◆ **Given exercise**
Starting with the line that contains "chick's eye in the photo above.", set down each line through the end of the entries below, exactly and with nothing added.

◆ **Records contained in a dataset**
>> BEGIN

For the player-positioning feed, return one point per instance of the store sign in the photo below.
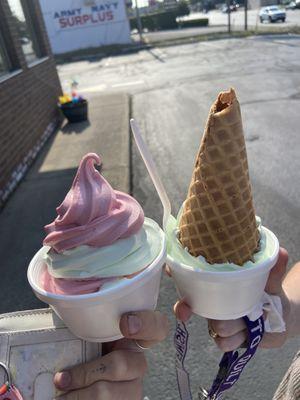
(81, 24)
(87, 15)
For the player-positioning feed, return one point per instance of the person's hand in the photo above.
(232, 334)
(119, 372)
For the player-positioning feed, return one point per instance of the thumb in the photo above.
(277, 273)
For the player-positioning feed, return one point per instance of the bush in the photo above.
(154, 22)
(192, 23)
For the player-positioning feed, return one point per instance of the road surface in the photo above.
(172, 89)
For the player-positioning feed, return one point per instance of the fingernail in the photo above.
(62, 379)
(134, 324)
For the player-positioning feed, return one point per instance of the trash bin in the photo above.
(75, 111)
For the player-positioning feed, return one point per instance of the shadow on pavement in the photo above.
(78, 127)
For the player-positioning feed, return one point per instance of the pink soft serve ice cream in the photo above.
(99, 236)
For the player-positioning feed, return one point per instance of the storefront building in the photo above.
(29, 87)
(81, 24)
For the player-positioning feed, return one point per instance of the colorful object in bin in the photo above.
(74, 107)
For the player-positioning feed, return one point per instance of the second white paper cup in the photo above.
(95, 317)
(227, 294)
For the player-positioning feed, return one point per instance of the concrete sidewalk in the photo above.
(44, 187)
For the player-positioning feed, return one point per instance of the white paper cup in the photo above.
(95, 317)
(227, 294)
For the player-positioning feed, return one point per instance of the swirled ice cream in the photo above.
(100, 236)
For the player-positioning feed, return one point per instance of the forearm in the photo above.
(291, 288)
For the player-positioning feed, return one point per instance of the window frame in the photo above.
(5, 57)
(32, 29)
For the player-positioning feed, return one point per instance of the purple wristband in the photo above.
(231, 365)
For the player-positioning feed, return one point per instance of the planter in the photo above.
(75, 111)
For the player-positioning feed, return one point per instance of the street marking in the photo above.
(97, 88)
(128, 83)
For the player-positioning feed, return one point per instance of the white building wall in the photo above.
(80, 24)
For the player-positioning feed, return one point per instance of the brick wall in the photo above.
(28, 101)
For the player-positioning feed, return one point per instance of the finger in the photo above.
(145, 325)
(277, 273)
(134, 344)
(104, 390)
(182, 311)
(119, 365)
(273, 340)
(231, 343)
(227, 328)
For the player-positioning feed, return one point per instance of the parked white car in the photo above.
(272, 14)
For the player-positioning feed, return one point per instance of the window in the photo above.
(28, 35)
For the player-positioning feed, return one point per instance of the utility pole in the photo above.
(246, 15)
(229, 16)
(138, 19)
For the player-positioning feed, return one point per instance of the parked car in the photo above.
(233, 7)
(291, 6)
(272, 14)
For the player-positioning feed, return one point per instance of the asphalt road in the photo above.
(218, 23)
(237, 18)
(172, 89)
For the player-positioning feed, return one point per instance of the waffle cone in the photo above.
(218, 217)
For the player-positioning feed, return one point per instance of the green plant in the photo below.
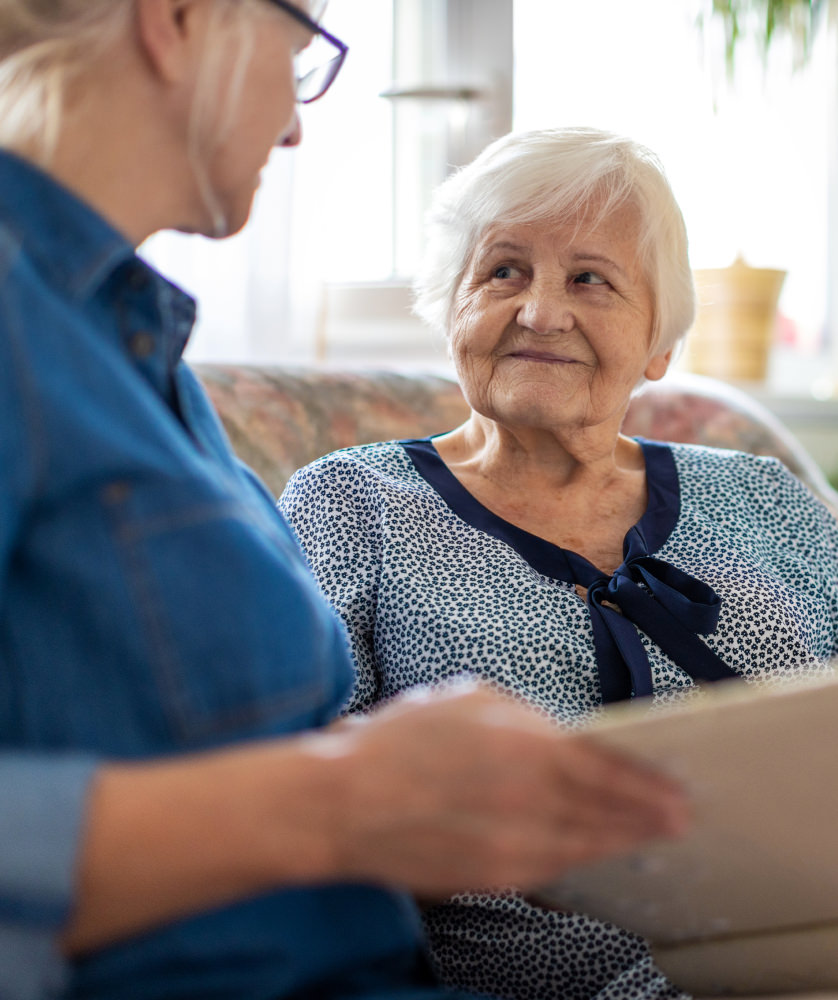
(763, 20)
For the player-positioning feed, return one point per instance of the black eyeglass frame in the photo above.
(334, 64)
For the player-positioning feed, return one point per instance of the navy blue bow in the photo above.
(670, 606)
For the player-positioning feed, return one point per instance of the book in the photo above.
(747, 902)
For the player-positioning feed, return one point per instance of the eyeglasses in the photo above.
(319, 63)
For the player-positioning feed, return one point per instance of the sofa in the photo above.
(280, 418)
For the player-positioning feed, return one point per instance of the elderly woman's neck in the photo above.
(502, 454)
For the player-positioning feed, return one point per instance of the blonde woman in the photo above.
(178, 817)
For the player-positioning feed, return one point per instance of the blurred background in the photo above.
(739, 98)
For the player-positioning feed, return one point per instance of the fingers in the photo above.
(448, 791)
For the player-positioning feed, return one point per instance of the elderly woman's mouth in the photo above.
(544, 357)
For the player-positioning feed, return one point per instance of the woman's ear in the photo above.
(658, 366)
(170, 33)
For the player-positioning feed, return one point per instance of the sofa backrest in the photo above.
(279, 419)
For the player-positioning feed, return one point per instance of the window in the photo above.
(748, 162)
(321, 271)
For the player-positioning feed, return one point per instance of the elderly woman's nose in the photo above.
(546, 309)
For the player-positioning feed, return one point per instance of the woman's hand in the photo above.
(464, 788)
(438, 791)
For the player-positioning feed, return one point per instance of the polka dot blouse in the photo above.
(431, 585)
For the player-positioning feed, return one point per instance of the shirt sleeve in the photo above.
(333, 509)
(42, 804)
(807, 530)
(42, 795)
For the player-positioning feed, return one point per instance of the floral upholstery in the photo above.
(279, 419)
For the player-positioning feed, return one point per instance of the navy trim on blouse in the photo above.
(644, 593)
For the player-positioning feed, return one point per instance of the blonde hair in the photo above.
(46, 44)
(43, 46)
(556, 174)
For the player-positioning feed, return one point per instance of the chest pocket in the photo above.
(233, 634)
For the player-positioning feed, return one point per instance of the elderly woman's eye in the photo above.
(505, 271)
(590, 278)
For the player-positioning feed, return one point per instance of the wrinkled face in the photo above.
(552, 323)
(264, 116)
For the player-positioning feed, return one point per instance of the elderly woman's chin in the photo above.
(551, 403)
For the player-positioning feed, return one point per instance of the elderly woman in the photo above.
(180, 817)
(536, 545)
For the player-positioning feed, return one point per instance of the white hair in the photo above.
(44, 46)
(558, 174)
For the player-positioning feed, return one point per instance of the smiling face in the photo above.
(552, 323)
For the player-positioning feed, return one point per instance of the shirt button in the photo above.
(137, 278)
(141, 344)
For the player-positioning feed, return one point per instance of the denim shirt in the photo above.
(151, 601)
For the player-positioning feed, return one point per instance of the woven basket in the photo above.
(735, 322)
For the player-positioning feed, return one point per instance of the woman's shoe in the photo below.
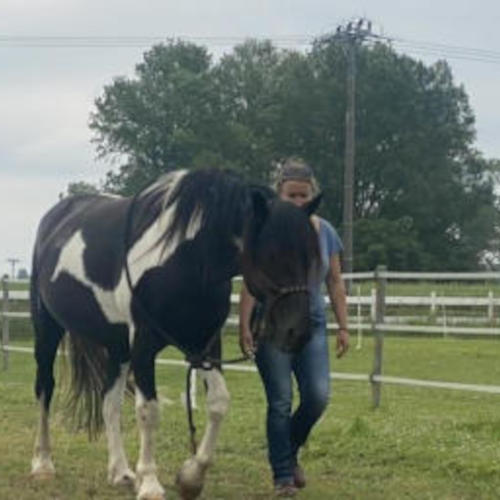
(285, 489)
(299, 478)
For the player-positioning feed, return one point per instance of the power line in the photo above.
(91, 41)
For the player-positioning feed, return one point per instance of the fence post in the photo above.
(5, 321)
(491, 307)
(380, 283)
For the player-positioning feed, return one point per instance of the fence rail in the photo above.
(378, 323)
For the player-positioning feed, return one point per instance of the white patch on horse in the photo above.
(119, 471)
(71, 262)
(144, 255)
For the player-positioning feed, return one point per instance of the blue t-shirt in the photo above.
(329, 244)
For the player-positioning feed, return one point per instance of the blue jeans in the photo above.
(286, 433)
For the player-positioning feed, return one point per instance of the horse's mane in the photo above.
(219, 198)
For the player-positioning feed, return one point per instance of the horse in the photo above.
(127, 276)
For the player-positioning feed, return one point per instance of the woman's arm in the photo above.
(247, 302)
(336, 292)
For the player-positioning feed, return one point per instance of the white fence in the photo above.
(368, 312)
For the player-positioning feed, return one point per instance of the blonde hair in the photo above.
(294, 169)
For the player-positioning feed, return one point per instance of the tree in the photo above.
(424, 198)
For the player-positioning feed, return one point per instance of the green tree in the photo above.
(424, 198)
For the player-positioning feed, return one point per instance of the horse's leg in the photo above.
(147, 413)
(48, 335)
(119, 471)
(190, 477)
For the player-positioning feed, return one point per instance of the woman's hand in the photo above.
(342, 342)
(247, 344)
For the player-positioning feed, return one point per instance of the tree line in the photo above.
(424, 196)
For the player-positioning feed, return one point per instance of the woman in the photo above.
(287, 432)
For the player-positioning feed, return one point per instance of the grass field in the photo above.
(420, 444)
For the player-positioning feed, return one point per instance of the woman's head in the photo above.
(295, 182)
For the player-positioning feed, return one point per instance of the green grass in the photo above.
(420, 444)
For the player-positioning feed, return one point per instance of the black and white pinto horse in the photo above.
(127, 276)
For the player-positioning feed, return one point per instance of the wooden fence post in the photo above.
(5, 321)
(380, 283)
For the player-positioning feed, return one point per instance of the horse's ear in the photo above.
(313, 205)
(260, 205)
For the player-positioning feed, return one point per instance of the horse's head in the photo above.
(280, 259)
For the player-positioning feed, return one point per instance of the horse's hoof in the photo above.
(127, 479)
(43, 475)
(188, 491)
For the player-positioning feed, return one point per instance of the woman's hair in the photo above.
(294, 169)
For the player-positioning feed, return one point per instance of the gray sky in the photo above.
(46, 94)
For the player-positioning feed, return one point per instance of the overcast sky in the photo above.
(47, 93)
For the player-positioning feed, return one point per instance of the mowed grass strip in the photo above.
(421, 443)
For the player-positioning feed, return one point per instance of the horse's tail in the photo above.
(89, 366)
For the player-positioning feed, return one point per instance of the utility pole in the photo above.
(350, 36)
(13, 263)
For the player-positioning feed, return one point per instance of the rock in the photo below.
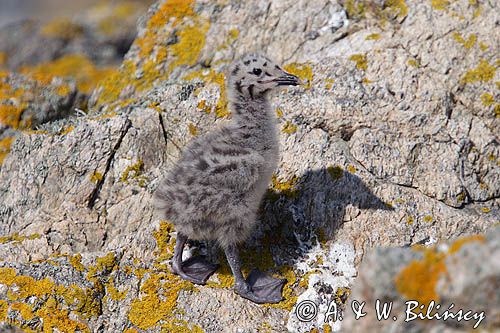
(389, 143)
(464, 273)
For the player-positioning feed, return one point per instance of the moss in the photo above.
(361, 61)
(96, 177)
(336, 172)
(62, 28)
(469, 43)
(484, 72)
(193, 130)
(487, 99)
(5, 144)
(303, 71)
(289, 127)
(440, 4)
(372, 37)
(75, 66)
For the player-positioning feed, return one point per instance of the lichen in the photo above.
(374, 36)
(74, 66)
(193, 130)
(336, 172)
(303, 71)
(484, 72)
(289, 127)
(469, 43)
(360, 60)
(487, 99)
(440, 4)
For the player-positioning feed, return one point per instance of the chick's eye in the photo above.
(257, 71)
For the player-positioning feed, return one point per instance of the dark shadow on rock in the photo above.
(311, 208)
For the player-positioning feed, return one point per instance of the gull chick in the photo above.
(215, 189)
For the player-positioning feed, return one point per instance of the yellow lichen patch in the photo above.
(193, 130)
(157, 300)
(469, 43)
(336, 172)
(484, 72)
(62, 28)
(76, 262)
(75, 66)
(16, 238)
(361, 61)
(67, 130)
(303, 71)
(373, 37)
(287, 187)
(221, 109)
(4, 309)
(279, 113)
(96, 177)
(397, 7)
(289, 127)
(487, 99)
(134, 171)
(428, 218)
(5, 147)
(417, 281)
(440, 4)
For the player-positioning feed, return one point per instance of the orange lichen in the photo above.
(361, 61)
(469, 43)
(75, 66)
(484, 72)
(417, 281)
(303, 71)
(289, 127)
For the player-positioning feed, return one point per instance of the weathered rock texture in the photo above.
(393, 141)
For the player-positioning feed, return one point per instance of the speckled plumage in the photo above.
(215, 189)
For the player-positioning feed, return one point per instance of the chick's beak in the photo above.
(288, 79)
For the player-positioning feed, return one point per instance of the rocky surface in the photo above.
(393, 141)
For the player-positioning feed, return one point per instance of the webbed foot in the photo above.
(261, 288)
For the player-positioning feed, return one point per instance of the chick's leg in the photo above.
(258, 287)
(196, 269)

>> END

◆ **Solution below**
For the player-positioning feed, return one point per instance of the chick's eye in the photo above.
(257, 71)
For the player-positioning feed, return one point per instance of the dark shadow on rock in the photo above.
(311, 208)
For the player-positioning feed, return one point per instance of the gull chick in the photo above.
(215, 189)
For the player-positioning feed, return one point per instance of the yellow lichen patch in the photo above.
(193, 130)
(157, 300)
(469, 43)
(336, 172)
(484, 72)
(62, 28)
(76, 262)
(75, 66)
(16, 238)
(361, 61)
(67, 130)
(303, 71)
(373, 37)
(287, 187)
(221, 109)
(4, 309)
(279, 113)
(96, 177)
(397, 7)
(289, 127)
(487, 99)
(134, 171)
(428, 218)
(5, 147)
(417, 281)
(440, 4)
For the player-positioning feed, return one point per instance of the orange lichen in the photo above.
(361, 61)
(469, 43)
(75, 66)
(484, 72)
(417, 281)
(303, 71)
(289, 127)
For the player-positioning feed, return one point per instance of the weathered rock texture in the photo above.
(393, 141)
For the player-positioning feed, return one point per instance of the speckled plumage in the photo above.
(215, 189)
For the player-positioning feed, return one point per instance of the chick's beak in the photo above.
(288, 79)
For the player-positioning feed, return one point per instance of the rocky surface in the photo above.
(393, 141)
For the player-positioning feed, return one point per instance of the webbed foot in the photo above.
(261, 288)
For the player-positioning feed, return one point per instance of the chick's leg in the photo above.
(258, 287)
(196, 269)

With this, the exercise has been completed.